## Aufgabe 1:
Gib aus dem Blogbeitrag über Buchvorsätze die Passage wortgetreu wieder, die mit "Gut, dass mit" beginnt und bis einschließlich "noch lesen muss/will." reicht.

## Quelltext:

Blogstöckchen: Fünf Buchvorsätze

Da hat mich ein Stöckchen am Kopf getroffen oder vielleicht sogar zwischen den Beinen und ich muss umgehend reagieren. Komme doch eh gerade zu nix, warum sich also um Kettenbloggerei kümmern?
Um Bücher soll es sich drehen. Okay. Zum Lesen komme ich nach der Geburt meines Sohnes gar nicht mehr. Ich musste auch die Bibliothek, die ich mit meiner Frau angesammelt habe, in Kisten verpacken und in einen extra angemieteten Kellerraum verfrachten. Leider auch meine CD- und DVD-Sammlung. Alles für den Kleinen! Nichts war mehr sicher. Die Wohnung ist einfach zu klein für meine Leidenschaften. Und zu gefährlich für Laufanfänger. Herr Decker in Gestalt eines kotzenden Einhorns warf also diesen Knüppel. Was kann ich tun? Während Percy Mayfield aus der mp3-Konserve schallt, denke ich über die mir gestellte Aufgabe nach:
“Zähle 5 Bücher auf, die ganz oben auf deiner Wunschliste stehen, die aber KEINE Fortsetzungen von Büchern sind, die du schon gelesen hast – sie sollen also völlig neu für dich sein. Danach tagge 8 weitere Blogger und informiere diese darüber.”
Gut, dass mit den acht Bloggern lasse ich natürlich sein. Es soll ja nicht beliebig werden. Dafür nehme ich zwei Alpha-Blogger, Troubadoure und Buchexperten aus Hamburg ins Visier. Bosch muss mal kurz vom Kaffee lassen und zum Tagesgeschäft zurückkehren. Lennart Thiem hingegen darf das Musizieren an den Nagel hängen und sich in alter Felgerson Blau-Manier austoben. Sorry, Ihr seid dafür geboren!
Hier die letzten fünf Bücher in meiner Wohnung, die mir geschenkt wurden und ich unbedingt noch lesen muss/will.

## Verfügbare Einträge:
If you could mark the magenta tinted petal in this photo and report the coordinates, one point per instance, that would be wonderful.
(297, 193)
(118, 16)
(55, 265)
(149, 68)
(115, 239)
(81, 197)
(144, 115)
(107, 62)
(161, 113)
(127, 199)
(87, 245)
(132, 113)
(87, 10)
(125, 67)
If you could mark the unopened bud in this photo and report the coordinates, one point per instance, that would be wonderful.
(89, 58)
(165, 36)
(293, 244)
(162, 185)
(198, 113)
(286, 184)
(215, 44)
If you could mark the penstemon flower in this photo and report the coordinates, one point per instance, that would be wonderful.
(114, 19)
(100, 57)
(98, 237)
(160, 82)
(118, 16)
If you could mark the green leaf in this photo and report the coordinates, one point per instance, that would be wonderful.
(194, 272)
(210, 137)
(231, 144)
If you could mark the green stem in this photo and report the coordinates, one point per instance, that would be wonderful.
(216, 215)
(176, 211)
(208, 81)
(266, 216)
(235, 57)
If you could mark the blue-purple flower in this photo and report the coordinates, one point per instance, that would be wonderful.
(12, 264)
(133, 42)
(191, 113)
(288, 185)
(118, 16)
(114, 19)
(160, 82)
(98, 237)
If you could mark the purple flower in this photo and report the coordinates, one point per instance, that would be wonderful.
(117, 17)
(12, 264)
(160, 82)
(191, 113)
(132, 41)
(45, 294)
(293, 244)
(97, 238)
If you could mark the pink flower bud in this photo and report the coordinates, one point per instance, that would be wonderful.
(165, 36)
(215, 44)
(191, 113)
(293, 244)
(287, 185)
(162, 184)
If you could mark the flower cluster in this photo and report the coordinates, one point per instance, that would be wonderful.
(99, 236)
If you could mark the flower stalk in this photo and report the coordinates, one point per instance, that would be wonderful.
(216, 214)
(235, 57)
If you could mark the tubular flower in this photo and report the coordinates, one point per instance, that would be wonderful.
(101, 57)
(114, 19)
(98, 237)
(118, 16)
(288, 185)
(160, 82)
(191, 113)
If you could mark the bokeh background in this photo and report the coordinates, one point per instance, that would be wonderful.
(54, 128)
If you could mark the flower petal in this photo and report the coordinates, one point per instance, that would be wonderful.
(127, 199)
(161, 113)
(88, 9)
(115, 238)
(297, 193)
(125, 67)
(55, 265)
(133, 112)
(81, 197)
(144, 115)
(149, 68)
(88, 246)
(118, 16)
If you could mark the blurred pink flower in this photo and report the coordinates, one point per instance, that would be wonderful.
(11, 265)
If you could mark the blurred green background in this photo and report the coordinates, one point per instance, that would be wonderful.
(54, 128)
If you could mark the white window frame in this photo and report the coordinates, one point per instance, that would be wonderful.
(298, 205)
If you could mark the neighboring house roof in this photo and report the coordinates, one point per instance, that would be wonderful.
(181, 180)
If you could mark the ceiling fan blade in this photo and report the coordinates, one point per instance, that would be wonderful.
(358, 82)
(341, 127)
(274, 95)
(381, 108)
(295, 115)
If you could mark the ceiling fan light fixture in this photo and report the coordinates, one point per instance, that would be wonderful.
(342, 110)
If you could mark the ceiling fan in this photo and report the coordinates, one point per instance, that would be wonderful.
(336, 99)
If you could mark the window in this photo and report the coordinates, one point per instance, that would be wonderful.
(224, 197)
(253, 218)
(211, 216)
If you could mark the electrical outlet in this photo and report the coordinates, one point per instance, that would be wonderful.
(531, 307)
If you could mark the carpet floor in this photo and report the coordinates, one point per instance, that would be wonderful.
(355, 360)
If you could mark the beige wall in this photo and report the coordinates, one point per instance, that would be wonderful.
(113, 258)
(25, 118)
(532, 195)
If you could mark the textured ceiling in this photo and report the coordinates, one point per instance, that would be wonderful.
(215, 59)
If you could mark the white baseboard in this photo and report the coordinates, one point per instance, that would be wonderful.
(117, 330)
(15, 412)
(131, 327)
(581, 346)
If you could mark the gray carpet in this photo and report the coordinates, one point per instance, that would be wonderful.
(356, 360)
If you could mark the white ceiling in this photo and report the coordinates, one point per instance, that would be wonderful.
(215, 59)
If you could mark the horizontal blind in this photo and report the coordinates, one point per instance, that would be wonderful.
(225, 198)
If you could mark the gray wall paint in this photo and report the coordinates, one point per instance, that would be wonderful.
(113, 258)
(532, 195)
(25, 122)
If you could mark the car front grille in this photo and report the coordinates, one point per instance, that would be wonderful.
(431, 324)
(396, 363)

--

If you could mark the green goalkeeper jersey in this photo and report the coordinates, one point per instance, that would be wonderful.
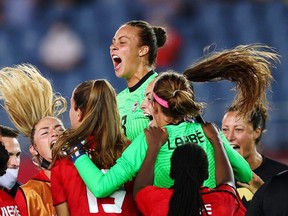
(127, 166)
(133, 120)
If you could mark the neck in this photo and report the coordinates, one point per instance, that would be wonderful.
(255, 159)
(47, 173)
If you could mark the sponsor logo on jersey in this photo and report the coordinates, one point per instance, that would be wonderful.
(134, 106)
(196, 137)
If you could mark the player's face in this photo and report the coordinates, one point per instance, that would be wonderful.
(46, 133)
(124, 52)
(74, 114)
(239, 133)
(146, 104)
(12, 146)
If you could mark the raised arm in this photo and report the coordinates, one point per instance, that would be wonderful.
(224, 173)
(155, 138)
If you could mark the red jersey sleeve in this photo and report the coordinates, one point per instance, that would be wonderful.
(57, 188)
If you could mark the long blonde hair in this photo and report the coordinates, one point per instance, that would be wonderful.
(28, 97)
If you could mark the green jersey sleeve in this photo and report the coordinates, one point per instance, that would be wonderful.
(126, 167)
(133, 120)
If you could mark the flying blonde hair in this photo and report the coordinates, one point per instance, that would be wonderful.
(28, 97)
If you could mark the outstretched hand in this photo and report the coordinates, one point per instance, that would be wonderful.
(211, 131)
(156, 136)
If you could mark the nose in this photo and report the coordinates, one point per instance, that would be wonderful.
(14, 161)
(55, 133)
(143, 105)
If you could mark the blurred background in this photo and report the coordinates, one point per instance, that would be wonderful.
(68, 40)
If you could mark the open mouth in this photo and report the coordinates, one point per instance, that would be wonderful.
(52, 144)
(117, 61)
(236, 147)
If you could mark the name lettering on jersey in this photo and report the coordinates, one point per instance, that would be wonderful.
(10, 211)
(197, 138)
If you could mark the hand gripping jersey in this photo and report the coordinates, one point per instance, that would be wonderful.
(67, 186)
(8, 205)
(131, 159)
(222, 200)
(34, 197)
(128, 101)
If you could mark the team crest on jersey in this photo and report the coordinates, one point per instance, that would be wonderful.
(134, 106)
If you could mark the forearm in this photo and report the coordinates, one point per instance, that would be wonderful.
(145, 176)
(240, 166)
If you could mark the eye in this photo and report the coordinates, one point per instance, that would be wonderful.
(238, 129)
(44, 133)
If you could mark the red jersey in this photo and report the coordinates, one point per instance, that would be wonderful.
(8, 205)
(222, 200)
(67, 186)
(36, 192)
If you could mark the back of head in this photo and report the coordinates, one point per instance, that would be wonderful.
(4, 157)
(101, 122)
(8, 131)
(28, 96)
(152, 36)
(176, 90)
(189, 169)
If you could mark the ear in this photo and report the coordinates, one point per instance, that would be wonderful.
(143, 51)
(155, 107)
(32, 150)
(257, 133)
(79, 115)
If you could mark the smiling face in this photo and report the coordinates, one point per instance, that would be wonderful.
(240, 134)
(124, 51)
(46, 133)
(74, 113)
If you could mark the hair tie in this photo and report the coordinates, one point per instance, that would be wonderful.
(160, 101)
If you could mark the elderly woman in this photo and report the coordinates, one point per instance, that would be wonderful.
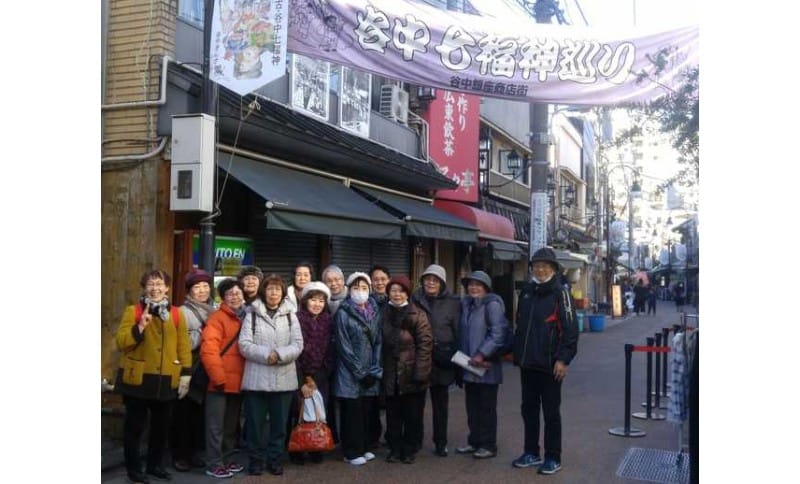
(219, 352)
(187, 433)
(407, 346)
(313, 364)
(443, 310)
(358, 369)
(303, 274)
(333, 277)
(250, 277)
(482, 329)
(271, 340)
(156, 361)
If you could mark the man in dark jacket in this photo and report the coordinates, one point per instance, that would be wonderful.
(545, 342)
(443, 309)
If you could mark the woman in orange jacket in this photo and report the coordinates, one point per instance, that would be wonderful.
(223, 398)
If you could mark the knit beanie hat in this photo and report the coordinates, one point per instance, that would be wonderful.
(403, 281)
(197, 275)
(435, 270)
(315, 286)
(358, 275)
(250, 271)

## Aufgabe 2:
Liste alle Zeilen der Einträge auf, in denen die Zeichenfolge "jersey" vorkommt.

## Ergebnis 1:
Gut, dass mit den acht Bloggern lasse ich natürlich sein. Es soll ja nicht beliebig werden. Dafür nehme ich zwei Alpha-Blogger, Troubadoure und Buchexperten aus Hamburg ins Visier. Bosch muss mal kurz vom Kaffee lassen und zum Tagesgeschäft zurückkehren. Lennart Thiem hingegen darf das Musizieren an den Nagel hängen und sich in alter Felgerson Blau-Manier austoben. Sorry, Ihr seid dafür geboren!
Hier die letzten fünf Bücher in meiner Wohnung, die mir geschenkt wurden und ich unbedingt noch lesen muss/will.

## Ergebnis 2:
If you could mark the green goalkeeper jersey in this photo and report the coordinates, one point per instance, that would be wonderful.
If you could mark the sponsor logo on jersey in this photo and report the coordinates, one point per instance, that would be wonderful.
If you could mark the red jersey sleeve in this photo and report the coordinates, one point per instance, that would be wonderful.
If you could mark the green jersey sleeve in this photo and report the coordinates, one point per instance, that would be wonderful.
If you could mark the name lettering on jersey in this photo and report the coordinates, one point per instance, that would be wonderful.
If you could mark the hand gripping jersey in this photo and report the coordinates, one point per instance, that would be wonderful.
If you could mark the team crest on jersey in this photo and report the coordinates, one point per instance, that would be wonderful.
If you could mark the red jersey in this photo and report the coordinates, one point per instance, that would be wonderful.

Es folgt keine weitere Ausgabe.